SHORT PROBLEM: Return, unchanged, every line in the records below that contains the string "bark".

RECORDS TO USE:
## Start

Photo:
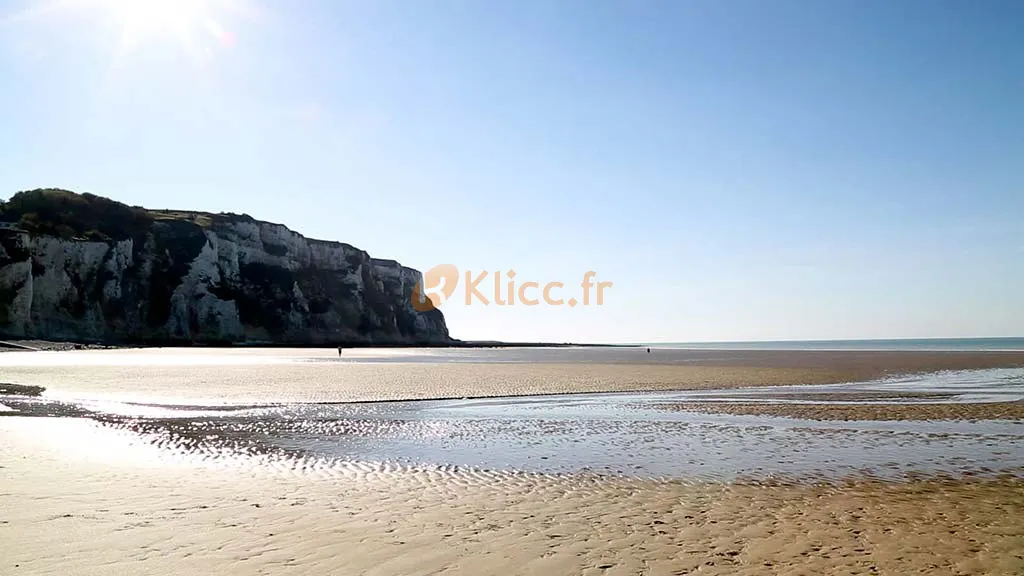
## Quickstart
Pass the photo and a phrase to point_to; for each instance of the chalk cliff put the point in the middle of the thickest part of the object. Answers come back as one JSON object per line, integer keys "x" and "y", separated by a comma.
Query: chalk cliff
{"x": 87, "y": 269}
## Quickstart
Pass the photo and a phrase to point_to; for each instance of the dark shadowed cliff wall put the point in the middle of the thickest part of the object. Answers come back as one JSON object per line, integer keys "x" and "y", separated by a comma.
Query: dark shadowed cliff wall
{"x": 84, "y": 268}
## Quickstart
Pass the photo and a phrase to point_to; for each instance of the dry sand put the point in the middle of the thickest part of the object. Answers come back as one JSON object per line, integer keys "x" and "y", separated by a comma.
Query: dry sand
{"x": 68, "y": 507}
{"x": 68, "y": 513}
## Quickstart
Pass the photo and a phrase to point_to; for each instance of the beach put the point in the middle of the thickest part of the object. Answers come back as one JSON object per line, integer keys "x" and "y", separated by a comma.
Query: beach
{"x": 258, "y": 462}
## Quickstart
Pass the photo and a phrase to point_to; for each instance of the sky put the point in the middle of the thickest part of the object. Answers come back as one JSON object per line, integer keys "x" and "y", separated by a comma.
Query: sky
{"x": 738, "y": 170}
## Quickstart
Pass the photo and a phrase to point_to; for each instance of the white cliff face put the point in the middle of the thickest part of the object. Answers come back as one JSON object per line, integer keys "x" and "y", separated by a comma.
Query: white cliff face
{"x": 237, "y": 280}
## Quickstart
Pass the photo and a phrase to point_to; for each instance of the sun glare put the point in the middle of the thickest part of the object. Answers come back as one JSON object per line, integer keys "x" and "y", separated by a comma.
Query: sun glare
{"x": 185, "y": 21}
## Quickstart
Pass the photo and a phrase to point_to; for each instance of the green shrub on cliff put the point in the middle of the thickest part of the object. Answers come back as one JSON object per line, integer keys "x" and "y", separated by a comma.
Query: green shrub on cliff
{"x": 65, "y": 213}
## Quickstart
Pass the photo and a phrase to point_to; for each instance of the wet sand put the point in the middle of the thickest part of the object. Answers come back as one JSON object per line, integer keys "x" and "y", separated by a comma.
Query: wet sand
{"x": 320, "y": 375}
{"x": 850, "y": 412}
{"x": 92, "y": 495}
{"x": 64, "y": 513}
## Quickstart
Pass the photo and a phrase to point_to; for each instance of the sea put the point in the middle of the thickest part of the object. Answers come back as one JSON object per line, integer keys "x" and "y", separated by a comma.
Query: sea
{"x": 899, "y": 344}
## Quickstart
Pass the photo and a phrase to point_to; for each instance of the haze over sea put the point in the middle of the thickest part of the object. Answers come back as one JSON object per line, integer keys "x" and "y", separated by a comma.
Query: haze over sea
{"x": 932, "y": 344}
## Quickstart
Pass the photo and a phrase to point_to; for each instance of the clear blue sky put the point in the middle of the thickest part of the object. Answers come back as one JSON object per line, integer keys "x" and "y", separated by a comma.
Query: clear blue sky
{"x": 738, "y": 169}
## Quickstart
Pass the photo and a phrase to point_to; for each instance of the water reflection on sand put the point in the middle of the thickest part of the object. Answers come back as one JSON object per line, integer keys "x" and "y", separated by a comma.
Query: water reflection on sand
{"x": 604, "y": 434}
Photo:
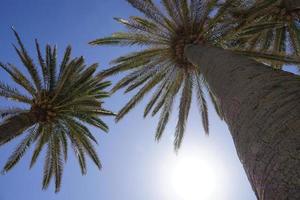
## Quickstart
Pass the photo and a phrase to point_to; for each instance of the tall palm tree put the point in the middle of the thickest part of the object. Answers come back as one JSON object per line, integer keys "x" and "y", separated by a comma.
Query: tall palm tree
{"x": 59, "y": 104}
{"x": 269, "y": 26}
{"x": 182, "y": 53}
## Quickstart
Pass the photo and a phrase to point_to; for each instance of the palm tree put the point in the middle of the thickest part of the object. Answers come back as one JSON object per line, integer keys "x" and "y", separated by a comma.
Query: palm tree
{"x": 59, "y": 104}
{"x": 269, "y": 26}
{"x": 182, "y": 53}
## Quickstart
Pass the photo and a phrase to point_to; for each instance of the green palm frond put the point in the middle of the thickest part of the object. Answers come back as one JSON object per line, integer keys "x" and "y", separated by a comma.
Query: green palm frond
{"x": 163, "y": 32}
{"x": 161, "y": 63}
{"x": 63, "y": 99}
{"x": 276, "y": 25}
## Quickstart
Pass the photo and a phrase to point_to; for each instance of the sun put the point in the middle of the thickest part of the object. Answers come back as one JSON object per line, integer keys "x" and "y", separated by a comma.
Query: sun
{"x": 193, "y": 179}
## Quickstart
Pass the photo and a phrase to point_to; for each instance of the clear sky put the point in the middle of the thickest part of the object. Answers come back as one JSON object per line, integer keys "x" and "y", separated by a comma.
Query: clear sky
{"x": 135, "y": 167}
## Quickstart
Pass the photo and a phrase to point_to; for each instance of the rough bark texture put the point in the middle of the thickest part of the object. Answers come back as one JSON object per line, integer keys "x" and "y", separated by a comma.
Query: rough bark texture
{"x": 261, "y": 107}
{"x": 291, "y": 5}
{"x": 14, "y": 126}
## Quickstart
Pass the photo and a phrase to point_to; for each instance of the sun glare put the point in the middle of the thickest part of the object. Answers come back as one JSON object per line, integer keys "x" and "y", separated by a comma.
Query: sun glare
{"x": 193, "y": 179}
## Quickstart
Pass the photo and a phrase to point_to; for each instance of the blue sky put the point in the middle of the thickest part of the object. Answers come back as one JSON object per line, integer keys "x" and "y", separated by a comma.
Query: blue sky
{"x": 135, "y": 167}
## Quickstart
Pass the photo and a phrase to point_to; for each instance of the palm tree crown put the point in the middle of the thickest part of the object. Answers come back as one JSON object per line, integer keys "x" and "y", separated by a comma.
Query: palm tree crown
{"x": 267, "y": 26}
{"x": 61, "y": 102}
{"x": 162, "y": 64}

## End

OUTPUT FOR THIS EXERCISE:
Pass the photo and a phrase to point_to; for each instance of the rough bark texture put the point in the middle of the thickest part of the object. Answers come back as one JSON object per line, integer keys "x" and "y", separated by a comma.
Query: rough bark texture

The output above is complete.